[Extracted data entries]

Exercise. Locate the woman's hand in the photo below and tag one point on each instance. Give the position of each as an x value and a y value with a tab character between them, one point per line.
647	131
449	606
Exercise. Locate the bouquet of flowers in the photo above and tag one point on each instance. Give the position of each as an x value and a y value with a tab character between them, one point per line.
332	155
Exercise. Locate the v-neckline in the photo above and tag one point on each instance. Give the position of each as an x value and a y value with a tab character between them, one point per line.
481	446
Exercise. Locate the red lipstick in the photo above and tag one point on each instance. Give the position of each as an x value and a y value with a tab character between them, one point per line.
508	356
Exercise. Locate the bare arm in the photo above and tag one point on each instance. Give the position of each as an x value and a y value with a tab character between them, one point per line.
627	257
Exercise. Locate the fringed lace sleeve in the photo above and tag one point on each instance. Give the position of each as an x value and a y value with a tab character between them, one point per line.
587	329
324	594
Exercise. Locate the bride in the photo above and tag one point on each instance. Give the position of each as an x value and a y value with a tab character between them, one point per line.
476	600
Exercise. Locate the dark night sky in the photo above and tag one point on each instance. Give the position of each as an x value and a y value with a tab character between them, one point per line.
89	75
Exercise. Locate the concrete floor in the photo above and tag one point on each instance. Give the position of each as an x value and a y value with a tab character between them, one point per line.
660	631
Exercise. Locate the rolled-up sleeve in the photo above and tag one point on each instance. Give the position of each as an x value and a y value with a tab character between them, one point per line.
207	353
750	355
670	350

What this task involves: Reproduce all of the material above word for word, keeping every line in its original order.

Finished exercise:
Exercise. Locate the woman's hand in the photo below and tag one point on each instance. Give the position of each as an x value and a y value with a tab character between them, one point per line.
647	131
449	606
Exercise. Locate the bouquet of flowers in the photo above and tag one point on each instance. Give the position of each as an x value and a y value with a tab character between them, one point per line.
332	155
Exercise. Locate the v-neckline in the photo above and tag one point on each instance. Give the position of each as an x value and a y value with a tab character between them, one point per line.
481	446
Exercise. Locate the red lipstick in the photo above and tag one point on each instance. Give the position of each as an x value and a y value with a tab character between them, one point per line.
508	356
Exercise. Locate the bare arm in the photo above and tag one point on each instance. Give the position of each as an x value and a y value with a tab character between them, one point per line.
627	257
Exercise. Locate the fringed lace sleeve in the photo above and tag one point on each instance. Give the position of each as an x value and a y value with a tab character between them, one point per line.
587	329
324	594
Exercise. Locate the bride in the photo above and tag one point on each instance. Give the position of each as an x value and a y value with a tab character between them, one point per line.
476	600
Exercise. Locate the dark night sky in the photo above and tag one point on each instance. Give the position of each as an x value and a y value with a tab character between them, one point per line.
89	75
Exercise. Locate the concrete floor in the photo above and tag one point on each instance. Give the position of each as an x value and a y value with a tab character between them, one point per line.
660	631
Exercise. Locate the rolled-up sleeve in the photo above and tag one point on each instance. Give the position of each as an x value and a y value with a tab character between them, one point per line.
207	353
750	355
670	350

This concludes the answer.